Rows of box annotation data:

_ _ _ _ _ _ _

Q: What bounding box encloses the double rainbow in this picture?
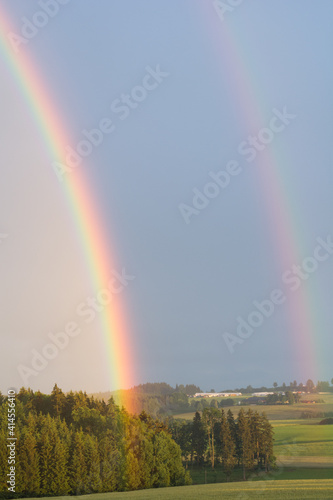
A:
[199,1,319,381]
[0,8,135,411]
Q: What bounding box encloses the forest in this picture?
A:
[170,408,275,481]
[0,385,274,498]
[0,385,191,498]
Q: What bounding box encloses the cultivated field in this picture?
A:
[19,479,333,500]
[174,394,333,470]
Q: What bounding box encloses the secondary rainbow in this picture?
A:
[0,8,135,411]
[198,0,320,381]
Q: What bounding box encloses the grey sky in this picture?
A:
[0,0,333,391]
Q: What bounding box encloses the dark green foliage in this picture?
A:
[0,385,189,498]
[170,407,275,481]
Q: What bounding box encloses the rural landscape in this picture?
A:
[0,0,333,500]
[0,380,333,500]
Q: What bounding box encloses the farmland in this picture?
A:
[17,479,333,500]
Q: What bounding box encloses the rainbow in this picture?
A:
[0,8,135,411]
[198,0,320,381]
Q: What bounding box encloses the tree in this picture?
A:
[202,408,221,469]
[51,384,66,417]
[237,409,253,481]
[220,410,237,481]
[16,413,40,495]
[286,391,295,405]
[261,413,274,472]
[192,411,207,464]
[70,431,88,495]
[305,378,315,392]
[85,434,102,493]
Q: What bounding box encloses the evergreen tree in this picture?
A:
[85,434,102,493]
[70,431,88,495]
[99,430,121,492]
[261,413,275,472]
[16,413,40,495]
[237,409,253,481]
[50,384,66,417]
[220,410,237,481]
[191,411,207,464]
[202,408,221,469]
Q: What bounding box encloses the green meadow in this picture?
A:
[174,394,333,470]
[18,479,333,500]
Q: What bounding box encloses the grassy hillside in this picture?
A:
[19,479,333,500]
[174,394,333,423]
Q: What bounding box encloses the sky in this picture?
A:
[0,0,333,392]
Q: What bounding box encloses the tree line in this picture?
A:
[0,385,191,498]
[170,408,275,480]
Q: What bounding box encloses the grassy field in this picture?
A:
[174,394,333,422]
[20,479,333,500]
[273,421,333,458]
[175,394,333,472]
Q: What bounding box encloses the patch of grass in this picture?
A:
[18,479,333,500]
[274,424,333,457]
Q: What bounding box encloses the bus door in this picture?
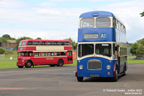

_ _ _ _ _ _ _

What is required >>
Put the lines from the one containing "Q: What bounding box encloses the tree line" through the end of the records into a JSON list of strings, one string per line, with blank lines and the pictures left out.

Completed exercise >>
[
  "Q: What bounding box encloses the tree line in this picture?",
  "A:",
  "[0,385,191,498]",
  "[170,408,275,480]",
  "Q: What bounding box encloses the grassy field in this picture?",
  "A:",
  "[174,394,333,422]",
  "[20,479,333,500]",
  "[273,421,333,458]",
  "[175,394,333,472]",
  "Q: What bounding box encloses the patch of grass in this picture?",
  "A:",
  "[18,479,333,500]",
  "[274,424,333,457]",
  "Q: What bounding box encloses the bus door in this picture?"
]